Um psicólogo social, Fernando Braga da Costa, já havia demonstrado, em 2002, na sua dissertação de mestrado para a Universidade de São Paulo/USP – “Garis: um estudo de psicologia sobre a invisibilidade pública” -, o drama dos lixeiros, tendo se disfarçado ele mesmo por oito anos como gari. Ele conta que tão logo, vestia, no campus da USP, o uniforme de gari, para os fins da sua pesquisa, ninguém mais o reconhecia ou lhe dirigia a palavra, pois ele se tornava imediatamente invisível socialmente. Um muro transparente esculpido pelo silêncio estabelecia a barreira social.

Agora cada vez mais atenta, com pressa ou não, sempre dou bom dia aos garis, brasileiros, parisienses ou outros. É verdade que muitos deles se surpreendem, condicionados que estão, pela divisão social do trabalho, à solidão de varrer as ruas e expostos a uma situação profissional liminar, pelo contato com o « lixo humano ». Muitos homens e mulheres, como se sabe, confundem seus lixos psíquicos e excrementos - que tanto inspiraram Freud em suas leituras psicanalíticas - com aqueles que deles se ocupam, desprezando-os igualmente. Constata-se, assim, nova confusão quanto ao « delito da dignidade »: ao invés da gratidão pelos que nos emprestam suas mãos e pás para limpar as sujidades que praticamos vida a fora, renegamo-os, ocultamo-os, soterramo-os sob os escombros de nossa humanidade, produtora de tantos supérfluos, e até por isso mesmo sombria e infeliz.

Retórica « bárbara » – TARDIA E DEMAIS

« Tout s’est effondré. On a seulement gardé
le désordre de la nature, sa folie*. »
Marguerite Duras


Depois da efêmera aparição dos ditos garis paulistas na TV em preciosos segundos, para eles, de visibilidade social, mergulhamos alguns dias depois na densa presença física, colorida e mortal dos haitianos. Depois dos fortes estragos provocados pelo terremoto do dia 12 de janeiro, não seria jamais possível esconder embaixo do tapete tão imenso quebra-cabeça geopolítico e humano, agora desfeito. Não haveria também como renegar indefinidamente as feridas narcísicas de muitos pela frustração que consiste no fato do mundo não ser rico, saudável e poderoso à imagem e semelhança – mas mera dissimulação - da deusa « Fama », que tantos almejam e acreditam ser a verdadeira fonte de beleza e vida.

Os haitianos - que professam uma fé ou não, mas sempre cercados de arte e música - não se resumem ao impasse em que ora se encontram, isto é, « a pau e pedra e a um fim de caminho », como cantava Tom Jobim. Sob as pedras e lamas que deslizaram das encostas de Angra e que também se acham sob os edifícios e concretos abalados pelo terremoto haitiano, nunca é demais repetir: tem gente. Pessoas. Homens, mulheres e criancinhas como qualquer um de nós.

Todavia, no meio da verborragia jornalística gasta nas mais diversas tentativas de explicar o drama da miséria no Haiti, açoitado implacavelmente pela história e pela mãe Natureza, em nefasto gesto divino recente, recorreu-se também à referência a sua condição de « bárbaros ». O termo serviu de inspiração, por exemplo, a Arnaldo Jabor, em mais uma de suas tonitruantes crônicas televisivas, em 13 de janeiro, na Globo. Como é sabido, na hora do crime, muitos o explicam pelas imprudências da vítima. Nesse caso, pela suas supostas imperfeições « tribais africanas ».

### Dados armazenados
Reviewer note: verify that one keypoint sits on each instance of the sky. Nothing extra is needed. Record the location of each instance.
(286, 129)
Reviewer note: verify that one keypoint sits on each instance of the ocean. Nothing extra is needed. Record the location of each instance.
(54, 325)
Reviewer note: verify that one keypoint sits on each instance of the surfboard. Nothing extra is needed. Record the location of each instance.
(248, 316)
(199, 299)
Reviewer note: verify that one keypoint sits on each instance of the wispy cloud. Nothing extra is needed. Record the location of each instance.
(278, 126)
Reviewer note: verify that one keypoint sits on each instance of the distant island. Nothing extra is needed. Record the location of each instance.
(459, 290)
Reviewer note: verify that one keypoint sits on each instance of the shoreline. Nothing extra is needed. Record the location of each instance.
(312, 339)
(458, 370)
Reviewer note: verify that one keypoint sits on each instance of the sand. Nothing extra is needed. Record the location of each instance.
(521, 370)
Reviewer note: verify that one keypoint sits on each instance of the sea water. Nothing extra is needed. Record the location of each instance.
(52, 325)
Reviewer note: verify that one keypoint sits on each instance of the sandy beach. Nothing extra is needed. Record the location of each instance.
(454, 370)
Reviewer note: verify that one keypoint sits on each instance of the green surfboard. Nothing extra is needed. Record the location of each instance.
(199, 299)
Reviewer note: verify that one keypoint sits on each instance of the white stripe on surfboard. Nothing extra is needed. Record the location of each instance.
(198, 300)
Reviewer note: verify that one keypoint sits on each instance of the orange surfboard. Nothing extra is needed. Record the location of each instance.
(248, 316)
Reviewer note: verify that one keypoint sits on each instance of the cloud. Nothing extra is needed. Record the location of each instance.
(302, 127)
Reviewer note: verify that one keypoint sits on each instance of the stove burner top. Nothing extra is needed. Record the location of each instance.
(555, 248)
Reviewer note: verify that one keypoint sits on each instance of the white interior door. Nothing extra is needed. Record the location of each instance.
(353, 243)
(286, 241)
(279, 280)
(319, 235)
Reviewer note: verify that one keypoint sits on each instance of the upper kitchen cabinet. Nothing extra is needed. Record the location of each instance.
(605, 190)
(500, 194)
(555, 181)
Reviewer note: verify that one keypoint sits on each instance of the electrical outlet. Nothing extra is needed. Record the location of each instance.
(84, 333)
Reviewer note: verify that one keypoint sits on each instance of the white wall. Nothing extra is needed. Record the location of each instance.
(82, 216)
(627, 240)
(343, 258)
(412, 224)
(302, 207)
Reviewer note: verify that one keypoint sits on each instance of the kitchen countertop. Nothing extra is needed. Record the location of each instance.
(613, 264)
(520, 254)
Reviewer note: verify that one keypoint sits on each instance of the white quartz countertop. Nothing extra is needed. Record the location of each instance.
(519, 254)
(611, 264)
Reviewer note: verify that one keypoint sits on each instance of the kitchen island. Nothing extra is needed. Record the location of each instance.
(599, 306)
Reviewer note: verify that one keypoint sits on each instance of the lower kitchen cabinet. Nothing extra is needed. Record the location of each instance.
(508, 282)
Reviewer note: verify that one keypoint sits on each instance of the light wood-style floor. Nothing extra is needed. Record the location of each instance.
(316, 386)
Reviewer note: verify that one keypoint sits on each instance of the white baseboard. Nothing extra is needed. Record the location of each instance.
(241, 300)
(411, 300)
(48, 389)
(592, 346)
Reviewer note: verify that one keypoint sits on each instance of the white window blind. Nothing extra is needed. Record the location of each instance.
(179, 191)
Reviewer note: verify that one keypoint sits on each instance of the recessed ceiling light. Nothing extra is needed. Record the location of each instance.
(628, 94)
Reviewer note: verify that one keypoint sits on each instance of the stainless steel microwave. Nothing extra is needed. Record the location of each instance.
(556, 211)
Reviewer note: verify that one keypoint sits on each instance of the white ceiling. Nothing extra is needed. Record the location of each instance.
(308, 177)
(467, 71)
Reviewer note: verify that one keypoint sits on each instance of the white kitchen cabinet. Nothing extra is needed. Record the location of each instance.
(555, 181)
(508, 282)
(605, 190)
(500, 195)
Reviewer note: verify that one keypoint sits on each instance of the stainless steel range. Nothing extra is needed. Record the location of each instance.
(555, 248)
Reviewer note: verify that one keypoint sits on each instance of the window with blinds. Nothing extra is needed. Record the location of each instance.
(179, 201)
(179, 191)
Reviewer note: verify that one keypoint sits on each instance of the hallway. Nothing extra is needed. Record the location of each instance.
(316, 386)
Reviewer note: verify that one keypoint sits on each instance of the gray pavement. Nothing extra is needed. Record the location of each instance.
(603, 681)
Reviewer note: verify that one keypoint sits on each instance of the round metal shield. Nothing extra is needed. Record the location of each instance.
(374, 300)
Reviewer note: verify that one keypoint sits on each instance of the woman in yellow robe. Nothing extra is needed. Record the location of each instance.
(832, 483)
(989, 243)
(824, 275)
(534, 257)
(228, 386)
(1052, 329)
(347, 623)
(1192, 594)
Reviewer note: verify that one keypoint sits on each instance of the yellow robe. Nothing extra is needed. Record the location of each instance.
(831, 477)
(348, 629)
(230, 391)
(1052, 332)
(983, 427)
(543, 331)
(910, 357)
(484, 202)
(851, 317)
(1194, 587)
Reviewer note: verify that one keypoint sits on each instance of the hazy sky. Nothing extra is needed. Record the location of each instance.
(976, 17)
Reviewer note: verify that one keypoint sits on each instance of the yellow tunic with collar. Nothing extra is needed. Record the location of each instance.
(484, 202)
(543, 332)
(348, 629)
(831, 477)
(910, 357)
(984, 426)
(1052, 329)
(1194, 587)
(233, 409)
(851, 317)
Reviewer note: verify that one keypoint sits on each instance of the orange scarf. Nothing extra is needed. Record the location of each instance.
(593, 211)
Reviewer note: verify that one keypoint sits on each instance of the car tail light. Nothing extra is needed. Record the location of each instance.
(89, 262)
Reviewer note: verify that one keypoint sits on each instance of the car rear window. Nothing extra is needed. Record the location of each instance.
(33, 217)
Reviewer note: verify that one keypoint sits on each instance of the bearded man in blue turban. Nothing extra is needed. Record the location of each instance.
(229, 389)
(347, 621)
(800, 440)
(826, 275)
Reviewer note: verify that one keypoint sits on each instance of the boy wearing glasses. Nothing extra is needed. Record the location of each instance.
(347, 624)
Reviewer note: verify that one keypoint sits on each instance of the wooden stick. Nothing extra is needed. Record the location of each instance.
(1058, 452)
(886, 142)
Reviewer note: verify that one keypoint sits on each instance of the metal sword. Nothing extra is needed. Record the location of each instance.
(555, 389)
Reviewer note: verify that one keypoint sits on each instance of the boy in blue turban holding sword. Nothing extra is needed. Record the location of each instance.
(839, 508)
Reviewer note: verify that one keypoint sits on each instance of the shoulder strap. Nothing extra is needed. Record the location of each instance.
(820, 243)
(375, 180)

### Tarefas a cumprir
1 > Você pode reproduzir, sem alterar nada, tudo o que vai de "Um psicólogo social, Fernando" até "a barreira social." no texto sobre os garis e o Haiti?
2 > De acordo com o texto sobre os garis e o Haiti, as afirmações abaixo são verdadeiras? Responda sim ou não a cada uma e cite as palavras do texto que decidem a resposta.
(a) Fernando Braga da Costa se disfarçou de gari durante oito anos.
(b) O terremoto no Haiti aconteceu em 13 de janeiro.
(c) A crônica de Arnaldo Jabor que recorreu ao termo « bárbaros » foi exibida na Globo.
3 > Como seguiria o texto sobre os garis e o Haiti? Retome-o logo após a última frase apresentada.

### Respostas dos exercícios
1 >
Um psicólogo social, Fernando Braga da Costa, já havia demonstrado, em 2002, na sua dissertação de mestrado para a Universidade de São Paulo/USP – “Garis: um estudo de psicologia sobre a invisibilidade pública” -, o drama dos lixeiros, tendo se disfarçado ele mesmo por oito anos como gari. Ele conta que tão logo, vestia, no campus da USP, o uniforme de gari, para os fins da sua pesquisa, ninguém mais o reconhecia ou lhe dirigia a palavra, pois ele se tornava imediatamente invisível socialmente. Um muro transparente esculpido pelo silêncio estabelecia a barreira social.

2 >
(a) Sim: "tendo se disfarçado ele mesmo por oito anos como gari".
(b) Não: "Depois dos fortes estragos provocados pelo terremoto do dia 12 de janeiro".
(c) Sim: "em mais uma de suas tonitruantes crônicas televisivas, em 13 de janeiro, na Globo".

3 >
Se pensarmos bem, podemos dizer que, com tantos crimes cometidos pela « Razão » no último século e meio – a lista é grande e técnicamente ultramoderna e sofisticada -, chega quase a ser uma vantagem integrar o rol dos bárbaros, que estariam livres assim, pelo menos, para sermos sucintos, do « mea-culpa » concernente aos premeditados, embora distintos, crimes de Auschwitz e Hiroshima e Nagasaki.

Etimologicamente, o que vem a ser « bárbaro »? Esse termo, um qualificativo ligado à barbárie, nasce com os gregos, em referência aos estrangeiros e todos aqueles que não compartilhavam dos seus costumes, credos e valores. Tem originalmente conotação pejorativa, porque assinalava ora o desprezo ora o medo do Outro. « Bárbaros », portanto, eram os não-civilizados, porque também pagãos e não educados, segundo os parâmetros oficiais e religiosos da civilização grega. Numa acepção mais ampla, é associado aos « selvagens », logo àqueles passíveis de cometer atos de violência, porque não submetidos às regras da sociabilidade. Contudo, como vimos, os massacres praticados no contexto das guerras econômicas e religiosas nos séculos XX e XXI, mesmo no campo dos ditos « civilizados », denunciam quão relativo é esse conceito. Não podemos fugir à tentativa de explicação histórica e social, mas não devemos também, por outro lado, impor nossa mordacidade racional para sufocar ou exacerbar diferenças culturais bastante complexas.

Há muitos temas e experiências humanas, pois, que pertencem ao campo de reflexão da ética e da cultura, e mais amiúde ao da subjetividade individual e coletiva, não cabendo seguramente em moldes formais ou naturalistas. Precisamos todos, assim, exercer a crítica e o pensamento, mas sem nos deixarmos limitar por castradores e limitantes ângulos de análise, cujo produto se assemelha a uma pequena fotografia 3x4 que pouco revela da identidade de fato de uma pessoa ou de um povo. O humano desborda « todas as sacadas e lógicas », como falava o poeta Fernando Pessoa. Seus ódios, medos e violências, em múltiplas manifestações, nos concernem e desafiam a todos. Não são patrimônio de nenhum povo ou etnia em particular.

Deixemos de lado, portanto, as explicações simplificadoras que reduzem certos contextos e grupamentos humanos a meras hordas vândalas e famintas, e visualizemos as lições que homens e mulheres humildes, porém cheios de dignidade, dos mais diversos pontos do globo nos ensinam com a beleza dos seus corpos reais, a pulsarem de sede de expressão e vontade de vida.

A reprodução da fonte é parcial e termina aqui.